Goal
Rewrite every one of the records below, replacing "instance" with "occurrence" and changing nothing else. Leave the pictures out of your version.

-------- Dataset entries

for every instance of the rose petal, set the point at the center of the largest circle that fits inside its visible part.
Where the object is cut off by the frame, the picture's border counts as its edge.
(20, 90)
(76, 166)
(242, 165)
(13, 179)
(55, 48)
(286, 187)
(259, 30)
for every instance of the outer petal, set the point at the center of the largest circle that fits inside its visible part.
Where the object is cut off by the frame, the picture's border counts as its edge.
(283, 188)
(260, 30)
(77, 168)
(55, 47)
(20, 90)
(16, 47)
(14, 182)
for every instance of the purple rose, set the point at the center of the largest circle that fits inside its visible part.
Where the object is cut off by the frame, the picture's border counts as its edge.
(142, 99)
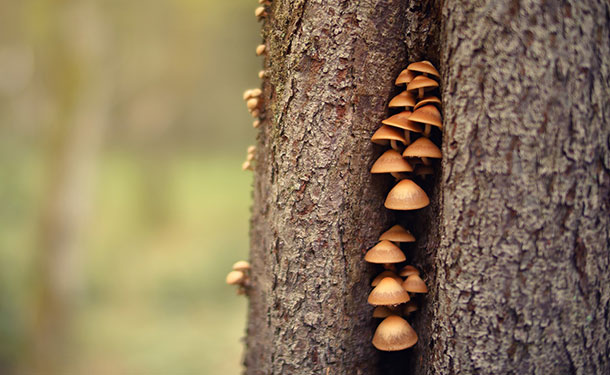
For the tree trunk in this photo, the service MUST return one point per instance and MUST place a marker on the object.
(519, 220)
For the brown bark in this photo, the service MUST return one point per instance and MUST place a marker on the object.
(522, 283)
(515, 245)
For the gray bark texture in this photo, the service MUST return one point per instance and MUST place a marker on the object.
(515, 244)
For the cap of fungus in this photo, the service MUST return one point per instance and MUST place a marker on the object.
(394, 333)
(260, 49)
(397, 234)
(406, 195)
(425, 67)
(405, 76)
(235, 277)
(415, 284)
(422, 148)
(387, 133)
(383, 275)
(427, 100)
(388, 292)
(383, 312)
(408, 270)
(241, 265)
(401, 120)
(404, 99)
(385, 252)
(391, 161)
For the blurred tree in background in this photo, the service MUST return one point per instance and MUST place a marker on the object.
(122, 132)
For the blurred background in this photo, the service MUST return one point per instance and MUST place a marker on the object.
(122, 200)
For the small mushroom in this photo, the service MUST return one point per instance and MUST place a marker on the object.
(406, 195)
(397, 234)
(394, 333)
(260, 49)
(388, 292)
(415, 284)
(385, 252)
(422, 148)
(428, 115)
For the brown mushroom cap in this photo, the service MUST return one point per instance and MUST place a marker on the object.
(421, 82)
(391, 161)
(427, 114)
(385, 252)
(235, 277)
(415, 284)
(401, 120)
(405, 76)
(241, 265)
(406, 195)
(383, 312)
(388, 292)
(397, 234)
(404, 99)
(394, 333)
(422, 148)
(408, 270)
(427, 100)
(424, 67)
(383, 275)
(387, 133)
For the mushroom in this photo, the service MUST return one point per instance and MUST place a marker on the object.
(391, 162)
(406, 195)
(427, 100)
(260, 49)
(422, 148)
(401, 120)
(404, 99)
(421, 83)
(394, 333)
(405, 76)
(384, 274)
(429, 115)
(397, 234)
(424, 67)
(388, 293)
(408, 270)
(260, 13)
(388, 133)
(415, 284)
(385, 252)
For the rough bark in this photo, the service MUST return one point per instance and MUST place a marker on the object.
(522, 283)
(331, 66)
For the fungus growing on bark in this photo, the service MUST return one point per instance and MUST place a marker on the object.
(386, 134)
(422, 148)
(394, 333)
(428, 115)
(384, 252)
(260, 49)
(388, 292)
(406, 195)
(404, 99)
(397, 234)
(383, 275)
(415, 284)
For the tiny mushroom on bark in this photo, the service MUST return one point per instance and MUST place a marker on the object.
(394, 333)
(388, 292)
(406, 195)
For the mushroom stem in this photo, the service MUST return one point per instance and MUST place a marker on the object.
(395, 145)
(427, 130)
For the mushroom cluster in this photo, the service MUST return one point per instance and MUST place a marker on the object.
(240, 276)
(395, 289)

----------------

Answer to this exercise
for every occurrence of the rose petal, set the point at the center of the largest circle that fits inside its visible part.
Where the object is cut off by the frame, the picture's border counts as its edge.
(20, 90)
(76, 166)
(242, 165)
(13, 179)
(55, 48)
(286, 187)
(259, 30)
for every occurrence of the outer petal, set the point at the center of the largest circle that fits inside its visible part.
Where the object is cut off by the frame, the picture's border counts as its edge.
(283, 188)
(260, 30)
(77, 168)
(55, 47)
(20, 90)
(16, 47)
(14, 182)
for every occurrence of the purple rose, set the point at the center of the largest circle that fits inside its visible part.
Where the object is cut off by the frame, the picture's border counts as its edge.
(142, 99)
For the tree trunk in this photo, the service MUST return one point per occurrence and MUST place a marker on the object.
(519, 220)
For the brown bark in this photo, the service MUST return one point per occurrence and MUST place a marker on the object.
(522, 283)
(515, 245)
For the gray bark texture in this photo, the service MUST return one point per occurrence and MUST place a marker on the object.
(515, 244)
For the cap of fungus in this photo, the service MUST return one point per occurrence and MUST place a marker on the object.
(394, 333)
(260, 49)
(397, 234)
(406, 195)
(425, 67)
(405, 76)
(235, 277)
(415, 284)
(422, 148)
(387, 133)
(383, 275)
(427, 100)
(388, 292)
(383, 312)
(408, 270)
(241, 265)
(401, 120)
(404, 99)
(385, 252)
(391, 161)
For the blurred tree in background in this photo, the service MUST return one point per occurrence and MUST place a marker on the object.
(122, 132)
For the blurred background in this photo, the service MUST return one point per occurrence and MUST place a marker on the object.
(122, 200)
For the small mushroom in this photo, the service MUST return one point per occurrence and MUST place a marker on the object.
(406, 195)
(397, 234)
(394, 333)
(260, 49)
(388, 292)
(415, 284)
(385, 252)
(422, 148)
(428, 115)
For the brown mushroom cap in this photo, the service MUST return one point per occurrence and MUST place a marker on the object.
(421, 82)
(391, 161)
(427, 114)
(385, 252)
(235, 277)
(415, 284)
(401, 120)
(405, 76)
(241, 265)
(406, 195)
(383, 312)
(388, 292)
(397, 234)
(404, 99)
(394, 333)
(422, 148)
(408, 270)
(427, 100)
(424, 67)
(383, 275)
(387, 133)
For the mushroom in this photo, the service MUST return one point per occurrence and MUST place a marker on the object.
(391, 162)
(406, 195)
(427, 100)
(260, 49)
(422, 148)
(401, 120)
(404, 99)
(421, 83)
(394, 333)
(405, 76)
(384, 274)
(429, 115)
(397, 234)
(424, 67)
(388, 293)
(408, 270)
(260, 13)
(388, 133)
(415, 284)
(385, 252)
For the rough bark in this photo, the service MUST return one point per occurrence and MUST place a marker on the object.
(522, 283)
(331, 66)
For the fungus growing on bark in this photo, the service MUST return one point per occurrence and MUST place a marker on the object.
(386, 134)
(422, 148)
(394, 333)
(428, 115)
(384, 252)
(260, 49)
(388, 292)
(406, 195)
(404, 99)
(397, 234)
(383, 275)
(415, 284)
For the tiny mushroom on bark in this photo, the service MUST return one point per occurrence and MUST place a marker on the object.
(394, 333)
(388, 292)
(406, 195)
For the mushroom stem in this photo, the service MUST return one point per occurrence and MUST place a marker on the object.
(395, 145)
(427, 130)
For the mushroom cluster in this photo, the service MUST return one point per occurrence and MUST place a marker on the object.
(240, 276)
(395, 289)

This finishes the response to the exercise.